=== Task 1 ===
In the article on EMDR and PTSD, what year did Dr Francine Shapiro develop EMDR?
=== Task 2 ===
Continue the article on EMDR and PTSD, picking up right after its final sentence.
(Extracted text begins)
When 28-year-old Sara Halter was hospitalised for four months she had no idea what lay ahead of her. But countless surgeries and traumatic procedures later as the high-dependency unit became her home, she started having terrifying dreams and intrusive thoughts.
Post-traumatic stress disorder, more widely known as PTSD, is more commonly associated with experiences such as military combat or physical assault, but it can strike after any major trauma. Symptoms of PTSD include intrusive thoughts of the event, nightmares or flashbacks and increased arousal, which can cause sleep difficulties, outbursts of anger and difficulty concentrating.
According to EMDR developer, Dr Francine Shapiro, however, PTSD can also be caused by less dramatic life experiences, too, such as negative childhood memories. She explains PTSD as a series of “unprocessed memories” which control the self as a result of whatever negative incident has occurred, thus disrupting the normal processing system of the brain.
This is where EMDR comes in – the technique that more than 40,000 practitioners have been trained in worldwide since Dr Shapiro developed it in 1989. Relying not on talk therapy or medications, EMDR uses a patient’s own rhythmic eye movements to serve as a distraction to the traumatic events, gradually shifting these repressed, negative thoughts into more neutral or pleasant ones. The goal is to help the patient mentally revisit the traumatic event while concentrating on the movement of the therapist’s finger, thereby helping to “process distressing memories and flashbacks so their influence over your mind is reduced”, according to NHS Choices.
(Extracted text ends)
(Data extract begins)
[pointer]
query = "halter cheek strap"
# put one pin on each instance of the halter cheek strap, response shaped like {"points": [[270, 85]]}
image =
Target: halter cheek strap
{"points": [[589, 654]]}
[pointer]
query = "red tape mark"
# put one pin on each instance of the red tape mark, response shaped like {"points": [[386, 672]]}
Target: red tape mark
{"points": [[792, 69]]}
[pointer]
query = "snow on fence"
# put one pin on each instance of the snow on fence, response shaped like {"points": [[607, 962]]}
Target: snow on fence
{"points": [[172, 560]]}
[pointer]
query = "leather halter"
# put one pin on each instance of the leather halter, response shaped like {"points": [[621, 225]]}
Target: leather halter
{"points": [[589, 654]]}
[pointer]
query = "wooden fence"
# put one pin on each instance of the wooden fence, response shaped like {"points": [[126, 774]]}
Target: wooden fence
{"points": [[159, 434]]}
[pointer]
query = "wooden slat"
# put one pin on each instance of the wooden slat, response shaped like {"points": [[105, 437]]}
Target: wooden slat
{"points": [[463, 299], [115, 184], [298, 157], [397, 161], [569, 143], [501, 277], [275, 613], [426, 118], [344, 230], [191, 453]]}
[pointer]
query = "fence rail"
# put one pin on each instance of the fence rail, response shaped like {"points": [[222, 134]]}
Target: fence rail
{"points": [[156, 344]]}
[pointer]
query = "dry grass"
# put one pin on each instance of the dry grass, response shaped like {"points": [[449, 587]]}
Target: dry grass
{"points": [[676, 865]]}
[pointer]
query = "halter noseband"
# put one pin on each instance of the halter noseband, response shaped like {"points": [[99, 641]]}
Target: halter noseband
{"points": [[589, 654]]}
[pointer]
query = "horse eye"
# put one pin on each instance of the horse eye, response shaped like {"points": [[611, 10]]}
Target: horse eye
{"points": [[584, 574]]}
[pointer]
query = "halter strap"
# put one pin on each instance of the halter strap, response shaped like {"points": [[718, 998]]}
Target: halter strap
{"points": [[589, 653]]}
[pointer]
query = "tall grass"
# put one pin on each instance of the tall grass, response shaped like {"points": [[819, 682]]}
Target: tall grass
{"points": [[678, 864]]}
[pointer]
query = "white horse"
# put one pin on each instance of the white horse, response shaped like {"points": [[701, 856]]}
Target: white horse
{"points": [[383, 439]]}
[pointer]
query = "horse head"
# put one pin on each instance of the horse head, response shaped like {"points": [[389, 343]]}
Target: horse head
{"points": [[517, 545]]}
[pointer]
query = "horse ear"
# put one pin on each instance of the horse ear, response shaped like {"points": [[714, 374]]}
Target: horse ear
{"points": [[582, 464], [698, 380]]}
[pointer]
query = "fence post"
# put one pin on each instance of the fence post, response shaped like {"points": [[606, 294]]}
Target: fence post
(Data extract ends)
=== Answer space 1 ===
1989

=== Answer space 2 ===
“People describe that the memories become less vivid and more distant, that they seem further in the past and harder to focus on,” Chris Lee, a psychologist and EMDR practitioner at Murdoch University in Australia, is reported to have said. He says that making eye movements during recall may compete with the space for recollection in the mind, which causes the memory to be less intense when recalled again.
A 2011 study in the Journal of Anxiety Disorders found that patients with PTSD who went through a proper session of EMDR reported a significant reduction in their levels of distress, compared with those who went through the same session but kept their eyes closed.
According to the American Psychiatric Association (APA), EMDR is effective for treating both acute and chronic PTSD. In 2011, the Ministry of Defence awarded a three-year contract to offer the treatment for those suffering from PTSD in the army and in America, the Department of Veterans Affairs and the Department of Defense jointly issued clinical practical guidelines which “strongly recommended” EMDR for the treatment of PTSD, too. In the UK EMDR is recommended as a treatment of choice for PTSD by the National Institute of Clinical Excellence (NICE). In 2014 the World Health Organisation (WHO) also recognised EMDR for the treatment of PTSD in adults, adolescents and children.
“Research shows that 84 to 100% of single trauma victims do not experience post-traumatic stress after three 90-minute therapy sessions using EMDR”, Dr Shapiro is reported to have said.
It certainly worked for Sara who, after a couple of sessions of EMDR, found that she gradually stopped thinking about everything that was happening to her and managed to get through the rest of her time in hospital free of the negative thoughts that had been plaguing her. “It really did help me!”, she says.